_REQUIRED ACTION_
Without the pictures, copy all the entries below exactly.

[Opening DATA RECORDS section]

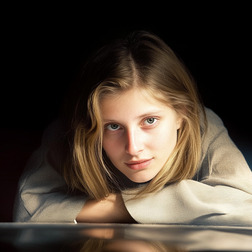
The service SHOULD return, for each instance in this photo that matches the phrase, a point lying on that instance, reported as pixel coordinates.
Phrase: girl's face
(140, 133)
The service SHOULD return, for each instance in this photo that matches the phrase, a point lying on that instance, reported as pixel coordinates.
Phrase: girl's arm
(220, 194)
(109, 210)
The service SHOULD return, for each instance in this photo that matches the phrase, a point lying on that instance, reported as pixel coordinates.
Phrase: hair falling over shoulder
(144, 60)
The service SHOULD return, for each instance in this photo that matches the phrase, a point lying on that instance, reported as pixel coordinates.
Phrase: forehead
(131, 103)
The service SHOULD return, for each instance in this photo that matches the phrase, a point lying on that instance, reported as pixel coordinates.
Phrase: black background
(43, 47)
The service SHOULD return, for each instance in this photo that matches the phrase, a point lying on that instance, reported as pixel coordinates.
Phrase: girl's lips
(139, 164)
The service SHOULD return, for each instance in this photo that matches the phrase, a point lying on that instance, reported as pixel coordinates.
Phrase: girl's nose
(134, 142)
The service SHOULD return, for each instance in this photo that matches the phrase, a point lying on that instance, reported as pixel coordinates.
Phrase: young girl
(135, 144)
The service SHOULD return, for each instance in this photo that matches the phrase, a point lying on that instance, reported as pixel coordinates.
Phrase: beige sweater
(220, 193)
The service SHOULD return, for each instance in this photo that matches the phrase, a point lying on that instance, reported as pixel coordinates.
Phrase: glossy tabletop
(123, 237)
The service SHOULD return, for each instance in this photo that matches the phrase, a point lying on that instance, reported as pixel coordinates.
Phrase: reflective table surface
(122, 237)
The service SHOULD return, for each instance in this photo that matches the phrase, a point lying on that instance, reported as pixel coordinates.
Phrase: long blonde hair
(141, 59)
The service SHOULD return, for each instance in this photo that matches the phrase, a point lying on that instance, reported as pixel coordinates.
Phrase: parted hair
(139, 60)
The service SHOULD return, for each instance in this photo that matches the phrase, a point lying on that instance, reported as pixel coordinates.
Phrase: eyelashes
(148, 122)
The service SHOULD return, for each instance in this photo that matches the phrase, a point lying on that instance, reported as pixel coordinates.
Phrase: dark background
(43, 47)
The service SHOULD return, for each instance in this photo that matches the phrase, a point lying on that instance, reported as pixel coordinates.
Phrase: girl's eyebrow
(150, 113)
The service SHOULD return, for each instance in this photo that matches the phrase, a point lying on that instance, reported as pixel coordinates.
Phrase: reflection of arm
(42, 194)
(221, 193)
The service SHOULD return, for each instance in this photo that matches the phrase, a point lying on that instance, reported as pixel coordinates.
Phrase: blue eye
(113, 127)
(150, 121)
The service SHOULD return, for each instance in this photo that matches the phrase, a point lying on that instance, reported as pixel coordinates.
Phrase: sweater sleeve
(42, 192)
(220, 193)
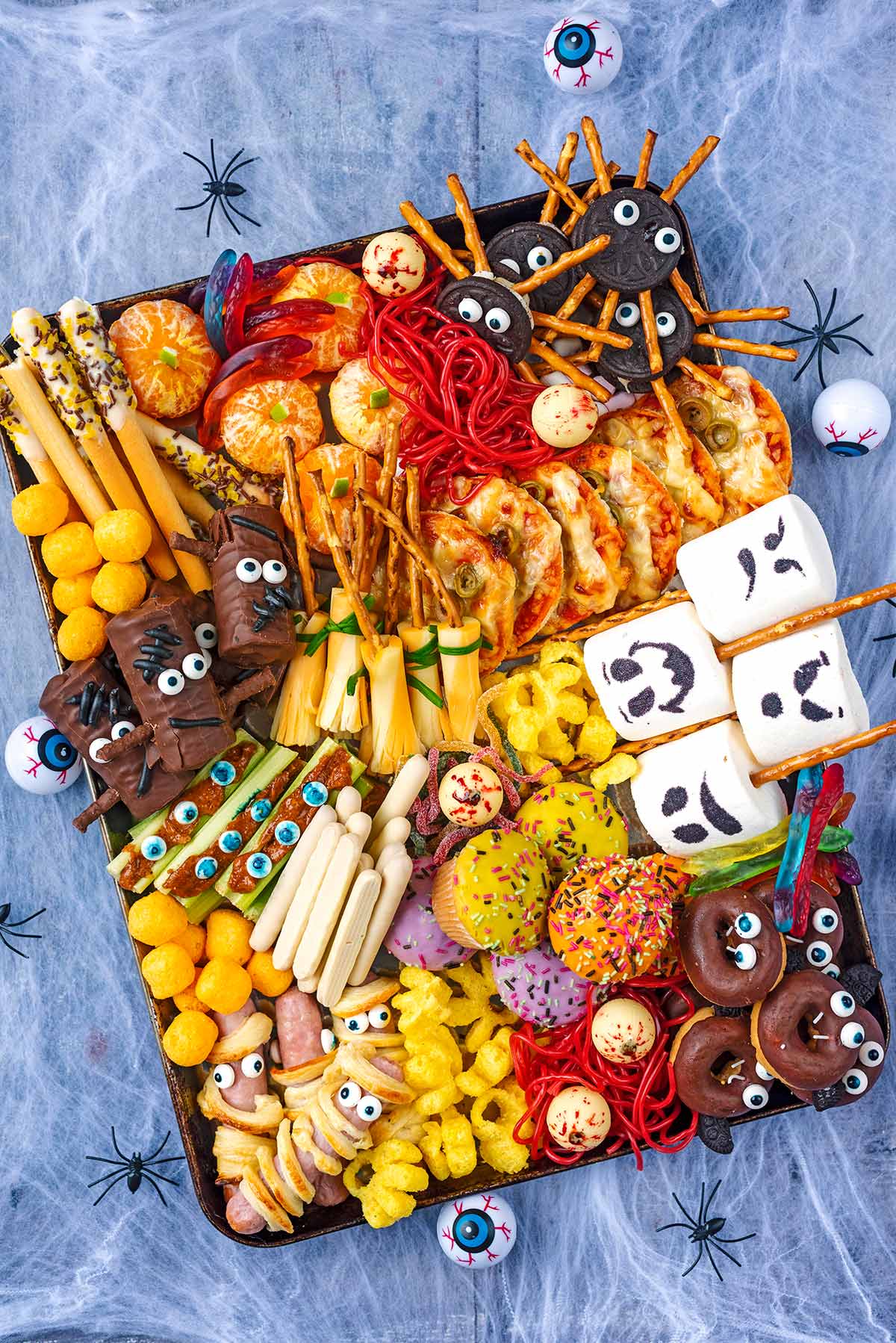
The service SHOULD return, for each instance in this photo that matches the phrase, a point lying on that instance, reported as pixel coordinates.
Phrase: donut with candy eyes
(716, 1068)
(729, 947)
(808, 1032)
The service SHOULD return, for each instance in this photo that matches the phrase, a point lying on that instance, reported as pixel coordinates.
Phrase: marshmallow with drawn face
(697, 794)
(659, 673)
(771, 563)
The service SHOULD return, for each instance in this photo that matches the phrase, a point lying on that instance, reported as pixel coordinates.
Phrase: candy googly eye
(818, 954)
(195, 665)
(842, 1004)
(171, 681)
(856, 1082)
(206, 634)
(667, 239)
(249, 570)
(747, 925)
(744, 955)
(539, 258)
(274, 571)
(368, 1108)
(825, 920)
(253, 1065)
(469, 311)
(852, 1035)
(755, 1097)
(349, 1094)
(626, 212)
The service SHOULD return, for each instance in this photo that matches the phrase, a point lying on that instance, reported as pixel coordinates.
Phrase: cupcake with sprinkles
(494, 895)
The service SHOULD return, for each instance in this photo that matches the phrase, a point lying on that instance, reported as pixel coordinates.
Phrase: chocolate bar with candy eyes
(168, 676)
(92, 708)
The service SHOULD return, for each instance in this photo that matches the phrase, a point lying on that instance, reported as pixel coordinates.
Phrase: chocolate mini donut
(731, 949)
(806, 1030)
(494, 311)
(824, 934)
(716, 1068)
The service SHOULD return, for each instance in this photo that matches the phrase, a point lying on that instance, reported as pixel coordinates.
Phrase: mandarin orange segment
(167, 353)
(346, 292)
(257, 422)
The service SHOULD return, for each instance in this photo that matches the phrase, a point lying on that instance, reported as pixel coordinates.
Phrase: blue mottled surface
(349, 108)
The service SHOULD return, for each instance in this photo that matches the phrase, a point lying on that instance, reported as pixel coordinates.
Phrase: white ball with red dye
(477, 1230)
(470, 794)
(394, 265)
(40, 757)
(564, 415)
(582, 54)
(622, 1030)
(578, 1119)
(850, 418)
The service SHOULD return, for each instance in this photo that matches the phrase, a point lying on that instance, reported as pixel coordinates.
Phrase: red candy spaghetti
(644, 1104)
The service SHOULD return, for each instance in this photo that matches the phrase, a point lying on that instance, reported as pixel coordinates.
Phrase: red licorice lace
(470, 412)
(641, 1097)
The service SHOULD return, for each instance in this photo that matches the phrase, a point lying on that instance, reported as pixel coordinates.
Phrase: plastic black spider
(884, 638)
(220, 188)
(134, 1169)
(821, 335)
(7, 930)
(704, 1230)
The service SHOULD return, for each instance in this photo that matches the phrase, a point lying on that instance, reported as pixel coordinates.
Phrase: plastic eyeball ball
(582, 54)
(394, 265)
(477, 1230)
(850, 418)
(40, 757)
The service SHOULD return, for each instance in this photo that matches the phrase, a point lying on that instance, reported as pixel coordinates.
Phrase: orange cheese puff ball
(193, 939)
(40, 509)
(70, 550)
(267, 981)
(122, 535)
(190, 1038)
(69, 594)
(258, 421)
(167, 353)
(168, 970)
(223, 984)
(346, 292)
(227, 935)
(156, 917)
(82, 634)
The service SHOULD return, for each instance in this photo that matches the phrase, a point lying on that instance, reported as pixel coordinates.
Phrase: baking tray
(183, 1084)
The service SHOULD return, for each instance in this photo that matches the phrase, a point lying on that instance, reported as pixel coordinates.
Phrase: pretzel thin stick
(38, 412)
(297, 521)
(692, 167)
(343, 568)
(650, 338)
(591, 333)
(574, 373)
(423, 229)
(595, 153)
(700, 375)
(464, 212)
(832, 611)
(566, 261)
(564, 163)
(802, 762)
(744, 347)
(688, 297)
(420, 556)
(644, 161)
(550, 179)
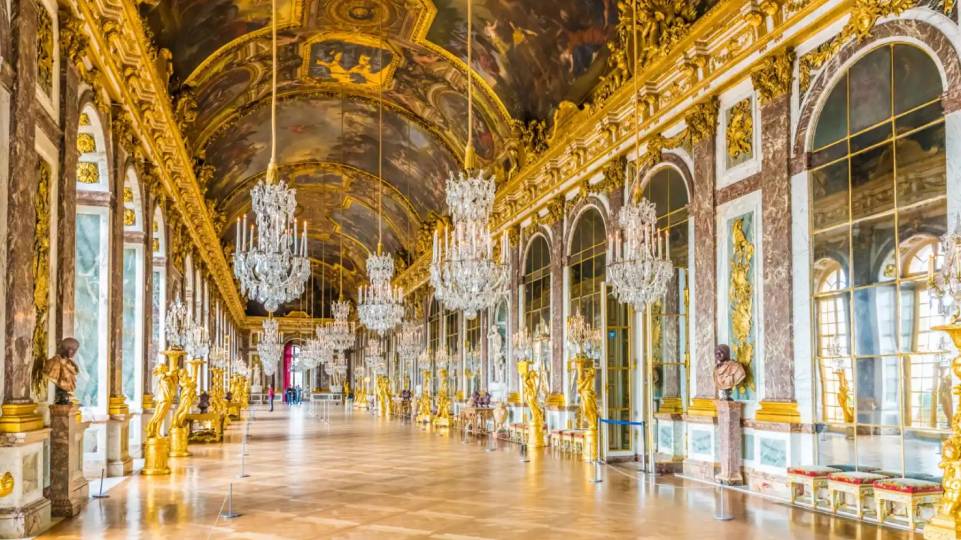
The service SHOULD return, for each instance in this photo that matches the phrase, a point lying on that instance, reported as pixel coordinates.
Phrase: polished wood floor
(363, 477)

[Closing DATA RECORDS section]

_EXERCISE RESPONSE_
The service SHOULD return, for each instance in this photo that matches the phrase, a point lying on that instance, reported as pixel coordinates.
Phrase: girl's face
(140, 133)
The service SHOULD return, for each instance in this photo that matches the phrase, a point lying on that instance, reported as pixel coordinates.
Phrase: girl's arm
(220, 194)
(109, 210)
The service SHOULD return, for each instance in this photo that matches the phrase, a point lying on that instance, reported as pixel coordinates.
Phrase: hair falling over shoulder
(144, 60)
The service SHOULD return, for each instance in this photo that matches the phrase, a point lying on that instance, reported as pixel coordinates.
Phrase: forehead
(131, 103)
The service SHOULD return, for each instance in this photo that matches the phrase, a point lying on that instance, reported as pixel coordinates.
Phrase: black background
(43, 47)
The service SHOULD return, for each instance in this photo that matches the phrase, a point lying on that instance, reported as pixel coordinates.
Phrase: girl's lips
(139, 164)
The service SHOULD return, for each instance in this photo that matches the phrase, a point lying on that instance, reported as pixel coordinates.
Phrase: girl's nose
(134, 142)
The service SHOULD return, for each instance in this photo that matches the phrase, a point lying on that instance, reported as pixel coordinates.
Phrase: young girl
(135, 144)
The service SHOULD return, for each instance in this photo that matches the phrase, a point lying on that instance, reported as pixel coordinates.
Phrase: beige sweater
(220, 193)
The service SHOULD return, for each instance in this photo that matches the phrase, a point lying on that instance, reported as pixel coordinates.
Phrase: glossy tabletop
(123, 237)
The service SHOULD return, for each instance in this photo that matches the phrase, a point lying on that instance, reported as pixel coordinates.
Phrase: reflective table surface
(122, 237)
The service SHOULD return, for each instance in this photo that matches the phrase, a point lying on that instance, reported as pixel coordinates.
Phrase: long blonde hair
(141, 59)
The service SHOULD return, for each instance in this photo that matches the phrase, a point lying on that instance, reported as pixel coordinates.
Phrase: parted hair
(139, 60)
The service SHOULD return, for each instance in this photo that matches the phrase, a point lying on that instance, reported as pixel coordinates.
Phrase: eyelashes
(148, 122)
The service SHOULD return, for each instance in this photo that matches the phrase, a point lying on that instance, reported as pixel coordinates.
Phrase: dark background
(43, 47)
The service SHOULD return, for each instance in this photo that matches the phrase, a point lying on that instance, reported as pixel coordinates.
Phrase: girl's eyebrow
(150, 113)
The service SHOULD return, for each instance in this photo that matches the phrase, a point lying on that instance, reported as pixel coordinates.
Phrase: reflection of arm
(42, 194)
(221, 193)
The service SHOULD return, for each instance in this photo that matches the phrase, a point lying on that instance, reported as pixel coordinates.
Phrase: blue eye
(113, 127)
(150, 121)
The service SHOULD return, for each instance in this photo that matches the phrase, a point lying on that instance, reported as pixel coordinates.
Phrase: sweater sleeve
(42, 192)
(220, 193)
The service SHOULD return, for each instance in this photo that matches the phrase, a point lying on that instance, reported as pixel coordinates.
Phrase: donut with candy eyes
(716, 1068)
(729, 947)
(808, 1032)
The service SHOULD return, for each instance in this photo that matches the phrase, a point lying on that instance, reported as pixel coordinates.
Phrase: marshmallow with drawn face
(697, 794)
(659, 673)
(771, 563)
The service SHOULD return, for each instance in this photo that matches the phrase, a point lying on that instance, reported as pixel coordinates.
Phrase: candy googly eye
(818, 954)
(195, 665)
(842, 1004)
(171, 681)
(856, 1082)
(206, 634)
(667, 239)
(249, 570)
(747, 925)
(744, 955)
(539, 258)
(274, 571)
(368, 1108)
(825, 920)
(253, 1065)
(469, 311)
(852, 1035)
(755, 1097)
(349, 1094)
(626, 212)
The service SHOULD return, for each instance in this photo that matches the phrase, a point lying on that instance, reported as pixel coordinates.
Phrase: cupcake with sprinkles
(494, 895)
The service SHOULD return, for each instance in this photo that matches the phrase, a point lying on that instance, reported as pixel coordinates.
Phrase: chocolate bar with candy eyes
(168, 676)
(92, 708)
The service SHOULD return, for each instance in this photo that matches the phrase, a point lying on that instance, reported as pixel coordinates.
Phrase: chocolate mini donut
(731, 949)
(806, 1030)
(494, 311)
(824, 934)
(716, 1068)
The service SHOULD return, for each instance in this photo that matches the phrase, a point lying on that instance, reported as pixel coordinates.
Phrase: mandarin orange segment
(167, 353)
(346, 292)
(257, 422)
The service SHOULD return, for each instance in this photo that matches the phrase, a point lying on that instance, reported as pixel coordinates.
Phrase: blue mottled surface
(349, 108)
The service SHOULD return, for each instance in this photo that matches the phrase, a point lying on that instance, reported as pixel coordinates.
Phrase: white ball with red dye
(477, 1230)
(470, 794)
(394, 265)
(40, 757)
(564, 415)
(582, 54)
(622, 1030)
(578, 1119)
(850, 418)
The service SHOULD return, for each instance in this photo that matches the phrase, a point lying on that instance, reported as pixel coordinates.
Phrase: red candy spaghetti
(644, 1104)
The service SHOULD return, for each instance in this photo that matches the phrase, a point lying on that instance, reported as pixel coordinates.
Phrase: red licorice lace
(470, 412)
(641, 1097)
The service SHOULD return, for each instance in this photo that matches the phrase, a point lying on that instance, reported as pixel coordinates.
Phrase: plastic black spider
(884, 638)
(220, 188)
(134, 1169)
(821, 335)
(7, 930)
(704, 1230)
The service SHOULD return, for each instance in this photo that matches the phrase, a point lying on that instance, reported as pixel coordinates.
Phrase: plastic eyeball ball
(582, 54)
(394, 265)
(477, 1230)
(850, 418)
(40, 757)
The service SHOULD return, for each instance in this photo that matches the phrase, a point lying on that instance, reported as pixel coordinates.
Phrase: orange cheese puff ball
(193, 939)
(40, 509)
(70, 550)
(267, 981)
(122, 535)
(190, 1038)
(69, 594)
(258, 421)
(167, 353)
(168, 970)
(223, 984)
(346, 292)
(227, 935)
(156, 917)
(82, 634)
The service SHOULD return, for each instance in this photo that matches the phrase, a point lying on that instance, reported as pixel coordinates.
Phrase: baking tray
(183, 1084)
The service SHOULD return, for each instance in this photo that matches the phrase, a point lying on that instance, reported as pixel coordinates.
Phrase: pretzel thin stick
(38, 412)
(297, 521)
(692, 167)
(343, 568)
(650, 338)
(591, 333)
(574, 373)
(423, 229)
(595, 153)
(700, 375)
(464, 212)
(832, 611)
(566, 261)
(564, 163)
(802, 762)
(744, 347)
(688, 297)
(420, 556)
(644, 161)
(550, 179)
The service SHOULD return, for each instance in this photo that matches the phrase, a point lying on that instance, reported as pixel coordinates.
Phrase: polished wood floor
(363, 477)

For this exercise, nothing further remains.